| Text shown |
Dedicated 25 years ago, this memorial sits beside the Manor Road Armory, which is partially visible in the background. In addition to the names of the Staten Islanders who died in the war, the memorial also features the second stanza of the "Ode of Remembrance", as well as the bitter tribute reproduced below.
SOUTHEAST ASIA — Johnny "POW-MIA" America, died Tuesday (Feb. 1, 1994) along with over two thousand of his brothers at a prisoner of war camp somewhere in Vietnam, Cambodia or Laos.
Mr. America was born a native son of the United States of America. Johnny America lived somewhere in Heartland America before being moved to Southeast Asia sometime between Jan. 1, 1959 and May 7, 1975.
Mr. America was employed by the U.S. Government for the people of the United States of America. He was in the Army, Navy, Marines, Air Force or Coast Guard. Mr. Johnny America's occupation was to put his life on the line in the name of "DEMOCRACY and FREEDOM."
He was a veteran of the Vietnam War. Mr. America was awarded years of solitary confinement, torture, starvation and the loss of his rights as a human being. Johnny's fate ended at the hands of political greed and the government's lifting of the "TRADE EMBARGO".
Mr. America would have been a member of the Vietnam Veterans of America, American Legion, VFW or DAV.
Surviving are his mother, father, sister, brother, wife, children, relatives and friends. Johnny was forgotten by his country, but will always be remembered in the hearts and minds of his fellow Veterans. Johnny America's spirit will live on forever and never be forgotten.

| Aim of the task |
Pick up the Staten Island memorial piece after its last sentence and write the next part.

| Input data |
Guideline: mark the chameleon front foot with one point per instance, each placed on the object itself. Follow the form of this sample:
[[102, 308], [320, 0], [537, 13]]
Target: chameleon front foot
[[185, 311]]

| The answer |
Family and friends of Johnny America wait patiently for words of wisdom from Johnny's "GOOD OLD UNCLE SAM."
Services are held at all veterans meetings and nationally every September at every Memorial Park. Visitation is every day at the Vietnam Veterans' Memorial, Washington, D.C.
A tributary of Palmer's Run sees some daylight.
In the days before Staten Island had access to city drinking water from upstate, businesses like the Crystal Water Company provided island well water to local residents. In fact, the property that contains the artesian well we visited all the way back on Day 1 once belonged to Crystal Water. I stopped by the well for a drink not too long ago, only to discover that the Marine Corps League, which now owns the property, has closed off public access. I went inside the League's bar to ask what happened; while two patrons glared at me in silence, my conversation with the bartender went something like this:
Me: Hey, how ya doin'? Is the well closed now?It didn't occur to me that a perpetual spring could be a source of much conflict, but apparently some people would get in arguments over having to wait excessive amounts of time while one person filled up multiple containers.
Bartender: [Long pause while he stares at me.] Yep.
Me: Because people were vandalizing it?
Bartender: People were fighting. Insurance company said we had to close it.
Me: Really? What were they fighting about?
Bartender: What do you think they were fighting about? Water.